Extract provided:
'Tis the season for round-robin letters sent to friends, family and passing acquaintances. Some welcome the chance to touch base, but the heavily-glossed updates on high-achieving children and exotic holidays can be annoying, says writer Lynne Truss.
So this year, she has devised several responses to a fictional round-robin that will, she hopes, result in her removal from future festive mailing lists.
My dear Caro, Tom, Zoe, Sasha, Dotty (the dog) and Fluffy (the hamster),
Well, what a year you've had! Every year seems to be an improvement on the last in your household, if your four-page Wilsons Christmas Gazette is anything to go by! Zoe's exams! Sasha's success in that inter-school speed-texting competition! Tom becoming general manager (eastern region)! Dotty's attainment of a pet passport! Fluffy's worrying disappearance under the floorboards!
My dears, I was quite exhausted just reading it. I was especially fascinated by the whole page and a half on how you dithered for six months about which sort of kitchen to get, and then decided not to get one after all! Do you know, yours was the fourth Christmas newsletter I received this year on the same day, and I hope you don't mind, I felt compelled - well, I know it's unconventional these days, but I just felt compelled to send you a personal reply!

Required work:
Please reproduce the passage from the piece on round-robin letters, starting at "So this year, she" and ending at "under the floorboards!". The lines that come next are not needed for anything here.

(Extracted data entries)
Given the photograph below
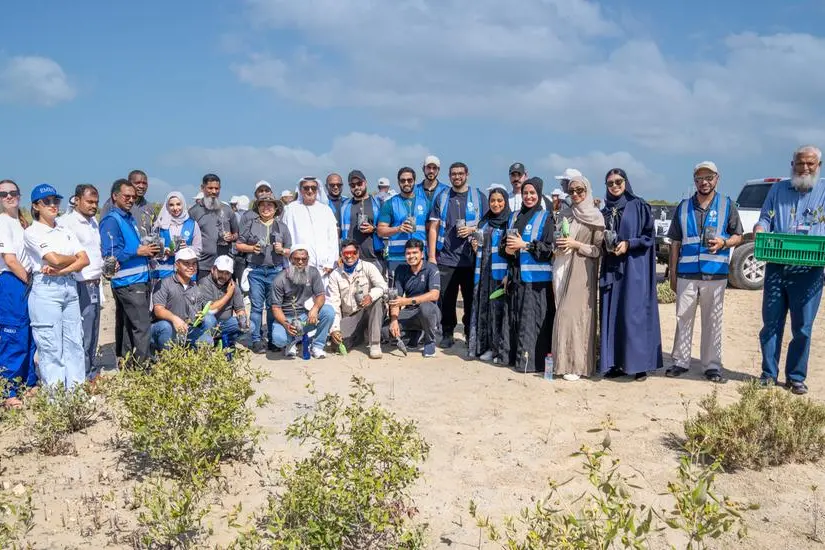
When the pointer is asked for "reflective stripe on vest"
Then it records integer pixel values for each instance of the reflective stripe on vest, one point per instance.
(346, 209)
(694, 257)
(397, 242)
(533, 271)
(135, 269)
(498, 266)
(166, 267)
(471, 212)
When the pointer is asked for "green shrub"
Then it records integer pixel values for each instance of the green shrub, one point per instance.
(57, 413)
(606, 516)
(665, 294)
(189, 410)
(765, 427)
(351, 491)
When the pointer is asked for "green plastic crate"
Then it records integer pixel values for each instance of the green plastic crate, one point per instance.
(783, 248)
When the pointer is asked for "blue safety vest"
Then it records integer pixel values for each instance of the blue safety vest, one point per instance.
(397, 242)
(498, 265)
(136, 269)
(694, 257)
(346, 209)
(533, 271)
(166, 267)
(471, 213)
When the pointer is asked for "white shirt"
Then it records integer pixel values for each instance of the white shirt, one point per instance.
(314, 227)
(41, 239)
(88, 234)
(11, 242)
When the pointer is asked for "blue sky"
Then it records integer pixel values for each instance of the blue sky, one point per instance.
(276, 89)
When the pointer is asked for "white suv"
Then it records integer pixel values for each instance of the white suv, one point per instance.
(747, 272)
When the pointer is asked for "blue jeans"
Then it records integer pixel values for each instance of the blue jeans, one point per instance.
(260, 285)
(54, 309)
(162, 333)
(798, 290)
(326, 316)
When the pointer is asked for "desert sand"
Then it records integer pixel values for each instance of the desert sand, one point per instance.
(496, 437)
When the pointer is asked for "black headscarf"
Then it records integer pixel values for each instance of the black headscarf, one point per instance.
(526, 214)
(611, 202)
(498, 221)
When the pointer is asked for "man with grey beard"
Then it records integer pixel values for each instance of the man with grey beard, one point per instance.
(217, 222)
(795, 206)
(299, 305)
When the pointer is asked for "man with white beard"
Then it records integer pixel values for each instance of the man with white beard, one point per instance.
(792, 206)
(299, 305)
(312, 223)
(217, 222)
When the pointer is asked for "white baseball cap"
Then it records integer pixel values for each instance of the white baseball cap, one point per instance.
(706, 164)
(225, 263)
(432, 159)
(185, 254)
(569, 174)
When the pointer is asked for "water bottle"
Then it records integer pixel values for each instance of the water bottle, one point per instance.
(305, 347)
(548, 366)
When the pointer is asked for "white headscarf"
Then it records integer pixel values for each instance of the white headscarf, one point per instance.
(166, 219)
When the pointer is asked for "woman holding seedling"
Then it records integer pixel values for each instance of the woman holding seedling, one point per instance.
(54, 305)
(177, 230)
(631, 338)
(16, 343)
(575, 283)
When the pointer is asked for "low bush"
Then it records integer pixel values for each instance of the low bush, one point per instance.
(189, 410)
(58, 412)
(351, 491)
(665, 294)
(606, 516)
(765, 427)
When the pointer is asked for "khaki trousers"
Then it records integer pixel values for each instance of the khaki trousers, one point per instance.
(710, 297)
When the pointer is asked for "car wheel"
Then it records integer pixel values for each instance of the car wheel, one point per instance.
(746, 272)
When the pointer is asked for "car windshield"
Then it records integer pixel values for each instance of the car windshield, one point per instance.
(753, 196)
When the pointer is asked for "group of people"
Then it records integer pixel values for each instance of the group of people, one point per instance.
(546, 281)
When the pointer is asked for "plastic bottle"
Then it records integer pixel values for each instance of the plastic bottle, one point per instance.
(548, 366)
(305, 347)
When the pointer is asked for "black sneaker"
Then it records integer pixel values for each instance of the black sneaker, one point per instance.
(675, 371)
(798, 388)
(713, 375)
(446, 342)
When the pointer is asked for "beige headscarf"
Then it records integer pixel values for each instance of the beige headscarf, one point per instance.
(586, 212)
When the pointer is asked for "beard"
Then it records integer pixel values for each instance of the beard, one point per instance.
(212, 203)
(804, 183)
(297, 275)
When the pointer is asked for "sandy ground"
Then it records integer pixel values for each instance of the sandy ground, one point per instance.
(496, 437)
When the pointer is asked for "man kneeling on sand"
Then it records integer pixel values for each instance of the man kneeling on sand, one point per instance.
(355, 291)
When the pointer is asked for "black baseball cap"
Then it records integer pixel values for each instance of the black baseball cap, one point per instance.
(517, 167)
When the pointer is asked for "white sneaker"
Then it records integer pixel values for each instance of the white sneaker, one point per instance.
(291, 350)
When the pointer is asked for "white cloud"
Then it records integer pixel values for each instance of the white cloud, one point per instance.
(34, 80)
(241, 166)
(564, 64)
(594, 165)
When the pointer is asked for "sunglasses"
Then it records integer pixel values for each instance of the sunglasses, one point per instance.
(50, 201)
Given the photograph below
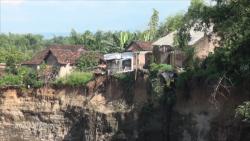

Answer below:
So this year, she has devised several responses to a fictional round-robin that will, she hopes, result in her removal from future festive mailing lists.
My dear Caro, Tom, Zoe, Sasha, Dotty (the dog) and Fluffy (the hamster),
Well, what a year you've had! Every year seems to be an improvement on the last in your household, if your four-page Wilsons Christmas Gazette is anything to go by! Zoe's exams! Sasha's success in that inter-school speed-texting competition! Tom becoming general manager (eastern region)! Dotty's attainment of a pet passport! Fluffy's worrying disappearance under the floorboards!